About this exercise: Copy out each line of the data holding "logo".

The input:
┌──
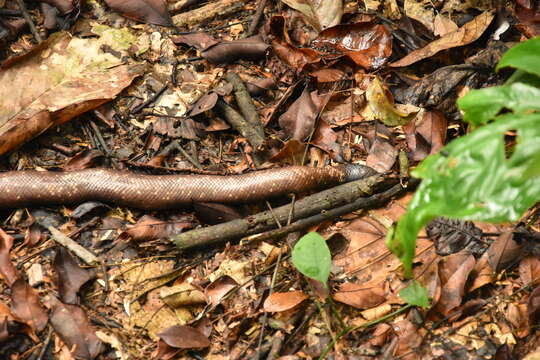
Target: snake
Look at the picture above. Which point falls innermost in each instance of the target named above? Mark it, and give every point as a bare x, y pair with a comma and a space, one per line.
29, 188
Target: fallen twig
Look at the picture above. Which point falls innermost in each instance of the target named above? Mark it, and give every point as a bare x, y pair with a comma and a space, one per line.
72, 245
240, 124
361, 203
256, 18
245, 102
31, 25
308, 206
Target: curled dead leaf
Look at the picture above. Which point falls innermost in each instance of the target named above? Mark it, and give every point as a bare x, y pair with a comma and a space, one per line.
462, 36
368, 45
278, 301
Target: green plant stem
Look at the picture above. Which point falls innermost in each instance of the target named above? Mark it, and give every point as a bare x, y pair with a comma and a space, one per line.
368, 324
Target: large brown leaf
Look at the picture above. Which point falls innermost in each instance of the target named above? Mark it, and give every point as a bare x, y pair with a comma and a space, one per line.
462, 36
62, 78
26, 306
147, 11
73, 326
70, 276
368, 45
319, 13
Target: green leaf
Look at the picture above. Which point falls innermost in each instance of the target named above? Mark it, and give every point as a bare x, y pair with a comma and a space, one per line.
475, 179
415, 294
311, 256
483, 105
524, 56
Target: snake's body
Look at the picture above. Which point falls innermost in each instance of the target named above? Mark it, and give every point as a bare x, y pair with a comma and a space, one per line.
32, 188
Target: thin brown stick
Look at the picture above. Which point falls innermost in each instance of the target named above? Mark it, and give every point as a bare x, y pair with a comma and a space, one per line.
245, 102
256, 18
240, 124
361, 203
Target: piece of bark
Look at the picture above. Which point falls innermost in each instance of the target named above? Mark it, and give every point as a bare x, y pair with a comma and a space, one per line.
73, 246
240, 124
308, 206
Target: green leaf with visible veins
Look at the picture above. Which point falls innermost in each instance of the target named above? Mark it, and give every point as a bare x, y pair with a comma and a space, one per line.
415, 294
311, 256
524, 56
475, 179
483, 105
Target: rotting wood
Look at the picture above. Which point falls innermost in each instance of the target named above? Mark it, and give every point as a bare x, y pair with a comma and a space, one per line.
207, 12
245, 102
308, 206
241, 125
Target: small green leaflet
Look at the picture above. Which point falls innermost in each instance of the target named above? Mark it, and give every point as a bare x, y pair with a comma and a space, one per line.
415, 294
524, 56
311, 256
481, 106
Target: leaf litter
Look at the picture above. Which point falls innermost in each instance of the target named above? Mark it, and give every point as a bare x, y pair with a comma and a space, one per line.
121, 86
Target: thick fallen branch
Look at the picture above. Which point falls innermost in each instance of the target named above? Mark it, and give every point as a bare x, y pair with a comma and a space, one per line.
208, 11
308, 206
362, 203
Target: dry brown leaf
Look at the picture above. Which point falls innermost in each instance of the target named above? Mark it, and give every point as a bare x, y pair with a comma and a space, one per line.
382, 154
7, 270
409, 339
442, 25
529, 271
298, 121
533, 306
462, 36
84, 160
183, 294
426, 135
219, 288
278, 302
454, 272
482, 273
147, 11
62, 78
503, 252
421, 11
360, 296
73, 326
70, 276
26, 306
321, 14
327, 139
382, 108
368, 45
292, 153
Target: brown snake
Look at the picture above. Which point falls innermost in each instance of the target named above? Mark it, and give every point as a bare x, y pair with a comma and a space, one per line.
31, 188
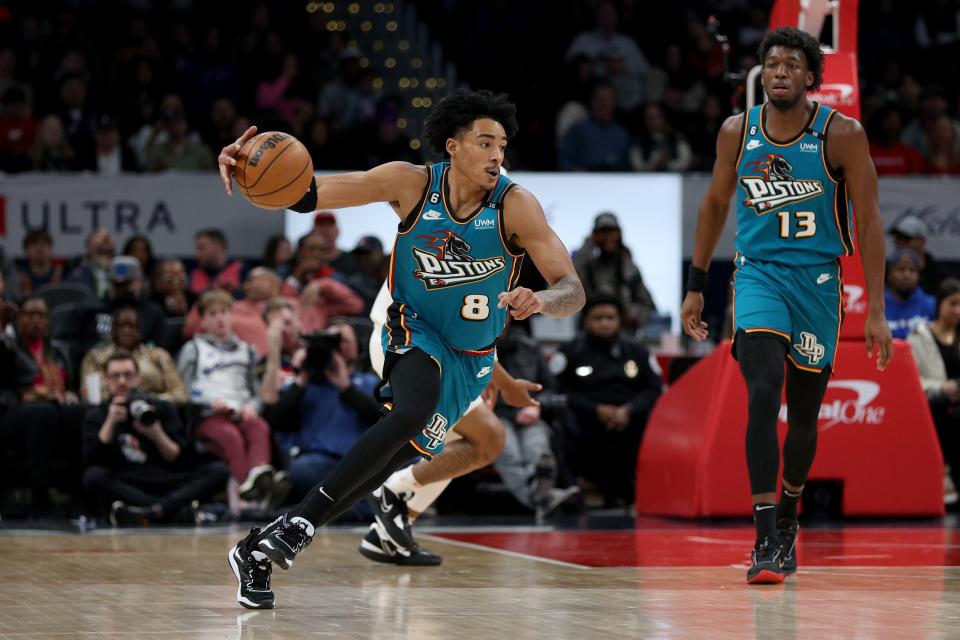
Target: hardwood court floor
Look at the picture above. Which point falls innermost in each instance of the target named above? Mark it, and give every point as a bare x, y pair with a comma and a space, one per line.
656, 582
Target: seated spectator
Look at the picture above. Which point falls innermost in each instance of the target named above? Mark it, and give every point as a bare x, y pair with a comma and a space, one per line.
908, 305
91, 322
936, 348
112, 157
213, 270
308, 263
605, 265
181, 150
527, 464
169, 289
94, 269
933, 105
910, 232
39, 415
50, 150
660, 147
943, 153
77, 118
321, 296
139, 247
606, 41
246, 315
220, 372
158, 372
40, 269
284, 354
18, 129
891, 156
325, 225
598, 143
324, 411
276, 255
372, 270
612, 384
138, 464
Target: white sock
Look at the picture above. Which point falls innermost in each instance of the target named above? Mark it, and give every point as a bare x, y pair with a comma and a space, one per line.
426, 495
402, 481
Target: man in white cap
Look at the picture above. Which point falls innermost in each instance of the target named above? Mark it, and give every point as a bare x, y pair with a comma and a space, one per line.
910, 232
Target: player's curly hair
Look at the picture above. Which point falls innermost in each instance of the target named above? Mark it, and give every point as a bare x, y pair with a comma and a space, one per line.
457, 111
796, 39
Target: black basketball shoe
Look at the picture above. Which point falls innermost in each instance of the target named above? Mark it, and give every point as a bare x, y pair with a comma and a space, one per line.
767, 567
390, 511
787, 530
252, 570
284, 538
376, 547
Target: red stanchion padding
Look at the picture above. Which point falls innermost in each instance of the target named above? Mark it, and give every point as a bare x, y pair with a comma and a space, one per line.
876, 438
854, 298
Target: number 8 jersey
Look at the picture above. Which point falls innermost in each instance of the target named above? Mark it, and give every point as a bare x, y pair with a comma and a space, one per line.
449, 272
792, 207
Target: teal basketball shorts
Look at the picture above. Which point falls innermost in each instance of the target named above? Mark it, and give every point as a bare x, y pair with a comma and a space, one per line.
800, 303
463, 374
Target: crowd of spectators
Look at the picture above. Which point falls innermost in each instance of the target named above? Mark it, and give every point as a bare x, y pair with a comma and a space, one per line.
637, 88
246, 409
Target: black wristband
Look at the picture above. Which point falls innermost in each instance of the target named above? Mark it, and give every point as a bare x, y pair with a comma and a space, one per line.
696, 279
308, 202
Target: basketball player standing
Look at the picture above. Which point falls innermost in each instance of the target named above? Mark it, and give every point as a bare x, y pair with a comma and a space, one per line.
464, 230
798, 164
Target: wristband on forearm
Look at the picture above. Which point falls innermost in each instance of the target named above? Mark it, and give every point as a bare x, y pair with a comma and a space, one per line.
308, 202
696, 279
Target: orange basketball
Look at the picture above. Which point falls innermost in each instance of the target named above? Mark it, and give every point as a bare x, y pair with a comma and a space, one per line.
273, 170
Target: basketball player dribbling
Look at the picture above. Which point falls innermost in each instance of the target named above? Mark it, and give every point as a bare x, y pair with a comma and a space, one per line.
798, 164
472, 443
464, 230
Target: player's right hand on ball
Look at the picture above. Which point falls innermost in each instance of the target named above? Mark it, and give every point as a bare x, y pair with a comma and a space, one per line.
227, 160
693, 326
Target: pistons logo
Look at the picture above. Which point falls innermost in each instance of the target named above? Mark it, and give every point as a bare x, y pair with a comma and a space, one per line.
445, 261
774, 184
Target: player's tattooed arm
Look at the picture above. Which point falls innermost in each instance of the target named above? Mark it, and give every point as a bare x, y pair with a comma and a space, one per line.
563, 298
526, 226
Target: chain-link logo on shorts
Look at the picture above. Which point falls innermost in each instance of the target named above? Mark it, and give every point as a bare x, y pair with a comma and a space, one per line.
810, 347
436, 432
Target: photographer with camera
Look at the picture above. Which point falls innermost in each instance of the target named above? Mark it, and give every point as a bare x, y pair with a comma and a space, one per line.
220, 371
325, 409
133, 452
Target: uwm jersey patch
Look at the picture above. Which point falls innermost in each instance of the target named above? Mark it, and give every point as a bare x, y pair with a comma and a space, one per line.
774, 186
445, 261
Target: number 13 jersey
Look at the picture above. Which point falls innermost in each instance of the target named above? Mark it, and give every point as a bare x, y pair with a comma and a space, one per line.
449, 272
792, 207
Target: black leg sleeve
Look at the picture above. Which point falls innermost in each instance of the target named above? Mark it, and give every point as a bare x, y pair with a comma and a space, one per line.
805, 391
402, 459
415, 383
761, 356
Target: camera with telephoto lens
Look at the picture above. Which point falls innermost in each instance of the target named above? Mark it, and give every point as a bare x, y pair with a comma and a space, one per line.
320, 348
141, 410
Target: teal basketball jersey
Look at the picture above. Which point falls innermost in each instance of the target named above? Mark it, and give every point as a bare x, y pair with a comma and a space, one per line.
449, 272
792, 207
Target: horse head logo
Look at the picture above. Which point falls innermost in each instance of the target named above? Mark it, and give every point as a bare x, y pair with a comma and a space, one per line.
456, 248
780, 169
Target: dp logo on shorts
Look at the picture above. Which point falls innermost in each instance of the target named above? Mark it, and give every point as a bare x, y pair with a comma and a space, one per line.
810, 347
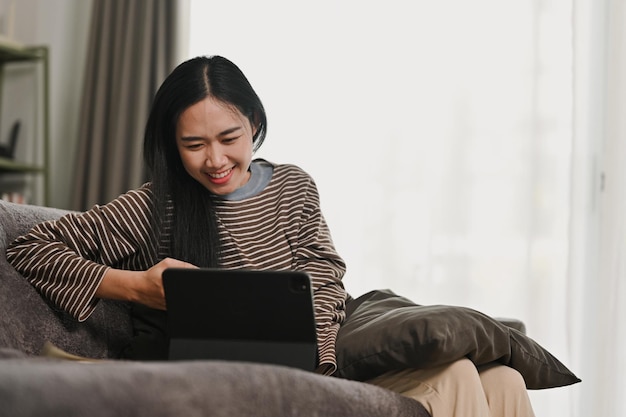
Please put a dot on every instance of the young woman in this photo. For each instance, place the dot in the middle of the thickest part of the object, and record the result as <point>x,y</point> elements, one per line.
<point>209,204</point>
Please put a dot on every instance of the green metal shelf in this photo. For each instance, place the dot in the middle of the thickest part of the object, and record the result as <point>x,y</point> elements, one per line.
<point>12,52</point>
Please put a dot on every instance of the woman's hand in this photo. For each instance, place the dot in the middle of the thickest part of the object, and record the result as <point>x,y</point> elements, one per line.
<point>143,287</point>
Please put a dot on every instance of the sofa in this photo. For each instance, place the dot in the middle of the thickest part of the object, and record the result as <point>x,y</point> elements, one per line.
<point>36,385</point>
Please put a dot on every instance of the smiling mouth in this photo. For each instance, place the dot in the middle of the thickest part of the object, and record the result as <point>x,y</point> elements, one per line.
<point>220,175</point>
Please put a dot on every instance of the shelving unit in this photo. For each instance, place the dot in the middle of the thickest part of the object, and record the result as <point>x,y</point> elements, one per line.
<point>27,172</point>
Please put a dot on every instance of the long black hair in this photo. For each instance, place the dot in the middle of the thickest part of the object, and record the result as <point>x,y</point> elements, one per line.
<point>192,223</point>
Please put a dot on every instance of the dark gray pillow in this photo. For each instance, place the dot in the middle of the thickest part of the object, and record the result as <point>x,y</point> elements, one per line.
<point>384,332</point>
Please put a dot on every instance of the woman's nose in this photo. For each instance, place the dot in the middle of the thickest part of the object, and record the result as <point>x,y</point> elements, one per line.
<point>215,157</point>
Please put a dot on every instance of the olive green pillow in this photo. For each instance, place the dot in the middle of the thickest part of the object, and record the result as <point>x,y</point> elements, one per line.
<point>384,332</point>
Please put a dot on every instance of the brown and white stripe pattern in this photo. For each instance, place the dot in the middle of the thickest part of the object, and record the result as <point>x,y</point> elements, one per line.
<point>282,228</point>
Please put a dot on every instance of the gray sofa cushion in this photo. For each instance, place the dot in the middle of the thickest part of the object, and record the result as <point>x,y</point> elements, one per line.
<point>27,320</point>
<point>53,388</point>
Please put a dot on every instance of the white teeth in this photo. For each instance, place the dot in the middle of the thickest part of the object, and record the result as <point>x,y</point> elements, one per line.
<point>222,175</point>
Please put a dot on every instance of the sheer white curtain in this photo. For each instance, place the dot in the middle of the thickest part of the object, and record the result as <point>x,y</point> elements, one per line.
<point>598,226</point>
<point>439,134</point>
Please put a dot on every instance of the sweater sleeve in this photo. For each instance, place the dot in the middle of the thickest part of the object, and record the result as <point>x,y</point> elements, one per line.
<point>66,259</point>
<point>317,256</point>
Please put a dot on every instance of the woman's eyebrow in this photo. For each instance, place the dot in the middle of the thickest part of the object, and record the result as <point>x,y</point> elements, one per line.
<point>229,131</point>
<point>221,134</point>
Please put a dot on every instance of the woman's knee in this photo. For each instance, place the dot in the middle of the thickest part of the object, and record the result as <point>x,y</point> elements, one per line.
<point>501,378</point>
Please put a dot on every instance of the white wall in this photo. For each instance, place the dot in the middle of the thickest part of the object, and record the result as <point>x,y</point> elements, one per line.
<point>63,26</point>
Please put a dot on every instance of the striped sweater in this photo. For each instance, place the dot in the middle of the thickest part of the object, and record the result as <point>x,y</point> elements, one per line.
<point>281,228</point>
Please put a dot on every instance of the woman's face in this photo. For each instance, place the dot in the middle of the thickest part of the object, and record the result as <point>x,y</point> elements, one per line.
<point>215,145</point>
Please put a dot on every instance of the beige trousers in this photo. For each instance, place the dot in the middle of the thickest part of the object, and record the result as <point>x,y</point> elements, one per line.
<point>460,389</point>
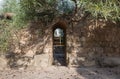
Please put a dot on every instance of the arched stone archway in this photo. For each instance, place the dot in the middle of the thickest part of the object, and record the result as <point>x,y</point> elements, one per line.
<point>59,44</point>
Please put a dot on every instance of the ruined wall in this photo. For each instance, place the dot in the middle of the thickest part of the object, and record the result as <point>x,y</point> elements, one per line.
<point>94,44</point>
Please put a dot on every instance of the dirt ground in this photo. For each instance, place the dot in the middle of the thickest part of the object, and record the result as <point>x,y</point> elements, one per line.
<point>62,73</point>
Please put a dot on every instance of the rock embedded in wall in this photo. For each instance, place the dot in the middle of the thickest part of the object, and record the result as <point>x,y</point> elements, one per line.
<point>41,61</point>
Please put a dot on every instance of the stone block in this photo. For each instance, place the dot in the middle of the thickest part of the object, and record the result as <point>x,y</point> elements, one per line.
<point>110,62</point>
<point>41,61</point>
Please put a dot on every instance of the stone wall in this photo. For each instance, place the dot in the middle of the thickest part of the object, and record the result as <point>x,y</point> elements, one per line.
<point>94,45</point>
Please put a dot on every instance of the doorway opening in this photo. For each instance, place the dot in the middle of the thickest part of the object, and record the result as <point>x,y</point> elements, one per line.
<point>59,46</point>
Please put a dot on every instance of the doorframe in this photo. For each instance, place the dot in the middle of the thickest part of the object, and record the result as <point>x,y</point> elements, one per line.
<point>61,25</point>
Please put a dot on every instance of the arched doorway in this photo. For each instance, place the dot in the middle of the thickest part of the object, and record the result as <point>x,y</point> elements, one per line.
<point>59,45</point>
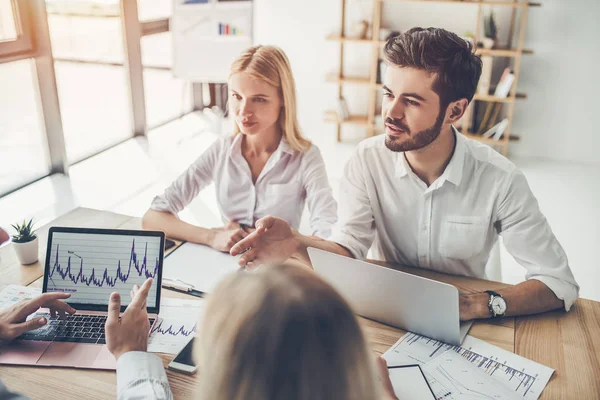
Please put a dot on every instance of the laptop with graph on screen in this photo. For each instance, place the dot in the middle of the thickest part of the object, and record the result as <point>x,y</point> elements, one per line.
<point>89,264</point>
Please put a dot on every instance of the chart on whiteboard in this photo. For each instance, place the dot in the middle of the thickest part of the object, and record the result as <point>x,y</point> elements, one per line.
<point>92,266</point>
<point>523,377</point>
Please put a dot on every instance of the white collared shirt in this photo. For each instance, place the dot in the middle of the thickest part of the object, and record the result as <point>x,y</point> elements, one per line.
<point>452,225</point>
<point>288,180</point>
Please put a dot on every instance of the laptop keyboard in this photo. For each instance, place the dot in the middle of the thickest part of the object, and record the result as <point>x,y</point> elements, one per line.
<point>75,328</point>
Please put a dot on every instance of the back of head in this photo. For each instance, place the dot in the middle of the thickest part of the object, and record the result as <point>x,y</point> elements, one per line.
<point>441,52</point>
<point>271,65</point>
<point>282,333</point>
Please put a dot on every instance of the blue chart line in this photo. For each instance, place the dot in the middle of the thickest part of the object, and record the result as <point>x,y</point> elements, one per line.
<point>106,279</point>
<point>172,331</point>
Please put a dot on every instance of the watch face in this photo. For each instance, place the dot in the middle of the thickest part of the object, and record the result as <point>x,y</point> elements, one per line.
<point>499,305</point>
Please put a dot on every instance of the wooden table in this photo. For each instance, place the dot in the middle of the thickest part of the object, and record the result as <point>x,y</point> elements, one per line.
<point>568,342</point>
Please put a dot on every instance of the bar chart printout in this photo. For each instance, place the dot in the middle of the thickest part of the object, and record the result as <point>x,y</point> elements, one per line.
<point>524,377</point>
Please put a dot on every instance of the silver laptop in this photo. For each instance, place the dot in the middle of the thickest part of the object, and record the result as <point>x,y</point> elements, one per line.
<point>409,302</point>
<point>90,264</point>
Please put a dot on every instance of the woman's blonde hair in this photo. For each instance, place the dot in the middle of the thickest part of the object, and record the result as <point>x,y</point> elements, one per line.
<point>271,65</point>
<point>282,333</point>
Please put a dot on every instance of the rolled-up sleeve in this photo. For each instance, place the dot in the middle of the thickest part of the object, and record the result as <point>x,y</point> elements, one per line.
<point>319,197</point>
<point>185,188</point>
<point>141,375</point>
<point>355,229</point>
<point>528,238</point>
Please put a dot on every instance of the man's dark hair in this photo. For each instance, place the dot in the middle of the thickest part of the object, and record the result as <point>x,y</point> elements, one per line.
<point>441,52</point>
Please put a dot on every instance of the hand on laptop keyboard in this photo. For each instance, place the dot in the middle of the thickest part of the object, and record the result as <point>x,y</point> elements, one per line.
<point>13,321</point>
<point>78,328</point>
<point>131,332</point>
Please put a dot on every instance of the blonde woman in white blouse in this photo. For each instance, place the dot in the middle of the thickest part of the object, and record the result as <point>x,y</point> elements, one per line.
<point>267,167</point>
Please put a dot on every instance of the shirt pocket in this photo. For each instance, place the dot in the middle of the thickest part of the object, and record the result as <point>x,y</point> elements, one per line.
<point>278,195</point>
<point>462,237</point>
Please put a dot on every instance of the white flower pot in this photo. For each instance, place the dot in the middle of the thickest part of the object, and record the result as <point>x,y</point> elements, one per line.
<point>27,253</point>
<point>488,43</point>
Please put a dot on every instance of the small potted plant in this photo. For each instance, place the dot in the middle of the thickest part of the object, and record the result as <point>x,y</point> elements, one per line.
<point>25,242</point>
<point>490,31</point>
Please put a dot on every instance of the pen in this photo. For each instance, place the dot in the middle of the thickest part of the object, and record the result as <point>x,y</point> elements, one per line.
└──
Result for this exercise:
Target: pistons logo
Target: chain-link logo on shorts
Target: horse head logo
Target: dp logo on shorts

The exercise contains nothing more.